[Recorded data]
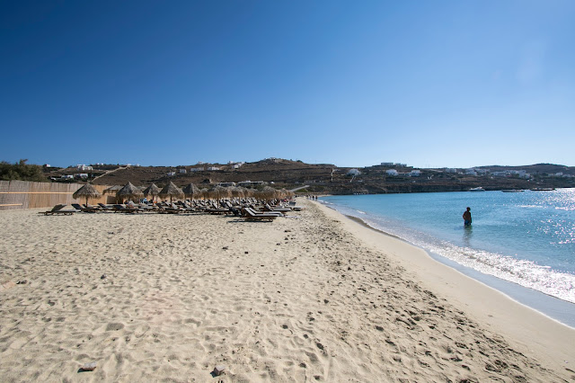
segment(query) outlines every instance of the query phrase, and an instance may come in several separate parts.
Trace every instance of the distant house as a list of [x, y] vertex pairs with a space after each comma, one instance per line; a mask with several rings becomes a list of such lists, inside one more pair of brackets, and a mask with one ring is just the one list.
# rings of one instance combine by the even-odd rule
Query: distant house
[[263, 185], [263, 181], [242, 181], [241, 183], [237, 183], [237, 185], [243, 187]]

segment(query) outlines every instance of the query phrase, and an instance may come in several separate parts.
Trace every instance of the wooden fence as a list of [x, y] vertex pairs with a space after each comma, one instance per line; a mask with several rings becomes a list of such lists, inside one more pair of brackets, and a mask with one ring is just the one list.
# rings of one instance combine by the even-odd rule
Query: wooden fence
[[[93, 185], [102, 192], [109, 186]], [[0, 210], [11, 209], [51, 208], [58, 203], [85, 203], [85, 199], [75, 200], [72, 194], [81, 183], [31, 183], [28, 181], [0, 181]], [[107, 203], [109, 195], [91, 199], [90, 203]]]

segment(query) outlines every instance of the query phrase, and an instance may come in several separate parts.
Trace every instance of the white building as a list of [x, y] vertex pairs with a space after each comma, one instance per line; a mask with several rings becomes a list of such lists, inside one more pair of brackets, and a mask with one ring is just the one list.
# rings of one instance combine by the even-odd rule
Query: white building
[[256, 185], [263, 185], [263, 181], [242, 181], [241, 183], [237, 183], [238, 186], [256, 186]]

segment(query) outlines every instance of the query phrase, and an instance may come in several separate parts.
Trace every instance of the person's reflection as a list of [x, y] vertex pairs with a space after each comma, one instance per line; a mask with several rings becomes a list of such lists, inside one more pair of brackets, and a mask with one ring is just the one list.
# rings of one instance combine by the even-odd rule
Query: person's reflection
[[471, 247], [472, 236], [473, 236], [473, 227], [472, 226], [464, 227], [464, 244], [465, 247]]

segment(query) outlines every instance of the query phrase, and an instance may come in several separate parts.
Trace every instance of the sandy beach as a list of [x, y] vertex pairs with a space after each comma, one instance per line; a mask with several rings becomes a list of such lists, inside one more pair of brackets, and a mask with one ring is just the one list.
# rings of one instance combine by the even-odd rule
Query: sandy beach
[[297, 203], [271, 223], [0, 211], [2, 380], [575, 380], [575, 330]]

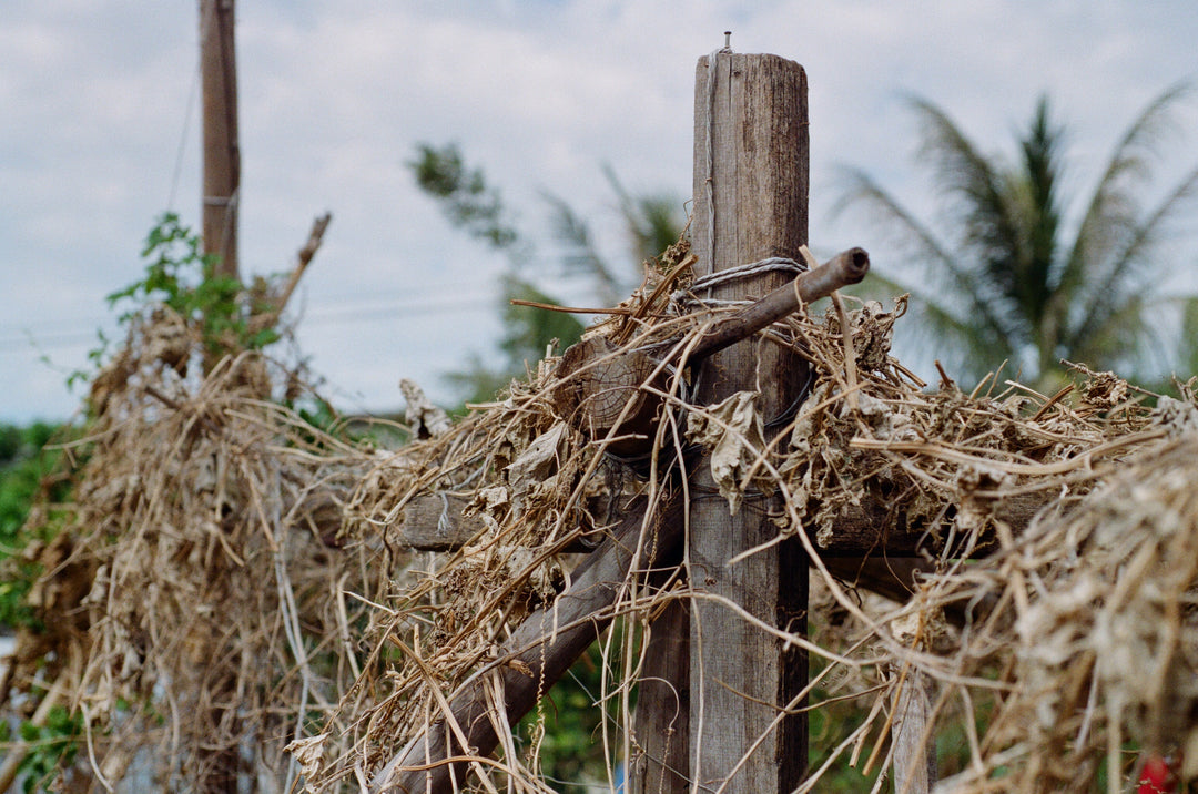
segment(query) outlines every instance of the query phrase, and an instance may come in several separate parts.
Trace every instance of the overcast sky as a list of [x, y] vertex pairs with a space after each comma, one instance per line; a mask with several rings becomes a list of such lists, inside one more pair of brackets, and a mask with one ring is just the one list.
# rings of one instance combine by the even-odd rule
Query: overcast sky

* The task
Recast every line of the data above as a numbered list, skipping blank lines and leaving the pictures out.

* The result
1. segment(query) outlines every instance of the query phrase, and an instance may come in several separate parts.
2. Trace every instance of the distant house as a list of [x, y] vertex pairs with a space after each comma, one instance per line; a mask with several rings becomes a list of such lists, inside one more pair of brackets, and a mask with one ring is just the one list.
3. # rings of one instance combine by the even-odd rule
4. Query: distant house
5. [[263, 185], [263, 181], [242, 181], [241, 183], [237, 183], [237, 185], [243, 187]]
6. segment(query) outlines every instance of the query phrase, and an instance may come in several separate parts.
7. Trace every instance of the wooden fence as a list of [x, y] vertex pairs with a space after each comma, one instance per line; a mask with several rings becomes a list of such lists, inside one more pair of brackets, and a mask with one ring is just the one list.
8. # rings of one instance combine by the even-odd rule
9. Query: wooden fence
10. [[[93, 185], [102, 192], [109, 186]], [[0, 210], [11, 209], [51, 208], [58, 203], [85, 203], [85, 199], [75, 200], [72, 194], [81, 183], [31, 183], [28, 181], [0, 181]], [[107, 203], [109, 195], [91, 199], [90, 203]]]
11. segment(query) outlines every instance of the query phrase, and an instance may come in several separate parts.
12. Trace every instance of the white building as a list of [x, y] vertex pairs with a space after each comma, one instance per line; a mask with several rings becomes a list of such lists, inside one more pair of brackets, and a mask with one ring is just the one list.
13. # rings of one instance combine by the even-odd rule
14. Query: white building
15. [[256, 185], [263, 185], [263, 181], [242, 181], [241, 183], [237, 183], [238, 186], [256, 186]]
16. segment(query) outlines every instance of the query phrase, and an instance may come in several separate parts.
17. Trace every instance of the person's reflection as a list of [x, y] vertex pairs with a space after each comma, one instance per line; a mask with several rings becomes a list of such lists, inside one more pair of brackets, and a mask with one ring is just the one list.
18. # rings of one instance combine by the even-odd rule
19. Query: person's reflection
20. [[471, 247], [472, 236], [473, 236], [473, 227], [472, 226], [464, 227], [464, 244], [465, 247]]
21. segment(query) outlines every instance of the query phrase, and an instance may come in several separate parts.
22. Trace every instance of the sandy beach as a list of [x, y] vertex pairs with a space after each comma, one instance per line; a mask with several rings becomes a list of such lists, inside one more pair of brackets, and a mask with one ring is just the one list.
23. # rings of one instance combine by the even-odd rule
24. Query: sandy beach
25. [[297, 203], [271, 223], [0, 211], [2, 380], [575, 380], [575, 330]]
26. segment(query) outlines every instance of the query phrase, and an instance may come in several separate parts.
27. Trace every instance of the overcast sky as a list of [x, y] vertex pairs with a space after each comma, one instance per line; a mask with several rings becomes a list of such lists, inside one more pair of brackets, and a mask with one ring is just the one list.
28. # rings of one instance combine by the even-odd rule
29. Query: overcast sky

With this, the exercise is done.